Sprawdź zrozumienie →
a - O której godzinie według tekstu o nocnej lekturze skończyło się czytanie książki?
b - Proszę dopisać dalszy ciąg tekstu o nocnej lekturze, zaczynając po jego ostatnim zdaniu.

Tekst strony →
Czytałem tę książkę całą noc, aż do rana. Nie mogłem się oderwać. Gdy skończyłem była 4 rano. Czytelnikowi czasem się to zdarza, mi ostatnio dawno temu. Nawet nie pamiętam kiedy i co to było. Zaczynasz czytać i nie możesz skończyć. Znasz to? Tym razem dostałem do sprawdzenia świeże, jeszcze ciepłe tłumaczenie “Nieznanych Indii” Walthera Eidlitza.
Kim jest Walther Eidtlitz?

Zebrane wpisy danych
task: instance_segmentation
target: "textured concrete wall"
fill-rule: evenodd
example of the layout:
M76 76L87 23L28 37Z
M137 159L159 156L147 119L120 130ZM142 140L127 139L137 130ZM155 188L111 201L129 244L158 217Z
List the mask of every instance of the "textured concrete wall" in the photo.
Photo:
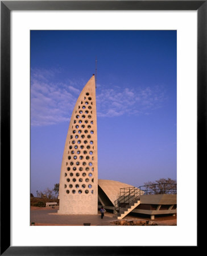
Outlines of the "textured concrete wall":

Odpowiedzi do ćwiczenia →
a - O 4 rano.

b -
Był austriackim żydem który tuż przed wojną w poszukiwaniu Prawdy i Boga trafił do Indii, tam u podnóży Himalajów odnalazł swego Guru Śri Maharadźa, mistrza w tradycji Śankary. Śri uczył go pism, medytacji i jogi. Potem trochę podróżował po Indiach, aż w momencie wybuchu II w. światowej trafił do obozu dla internowanych. Spędził w nim spędził 6 lat. Wśród więźniów byli obywatele Włoch i Rzeszy, żołnierze i cywile, duchowni katoliccy (nawet biskup) i mnisi buddyjscy. Jednym z więźniów był Sadananda (1908–1977) niemiecki uczeń Bhaktisiddhanty. Nauczyciela w linii Ćajtanji.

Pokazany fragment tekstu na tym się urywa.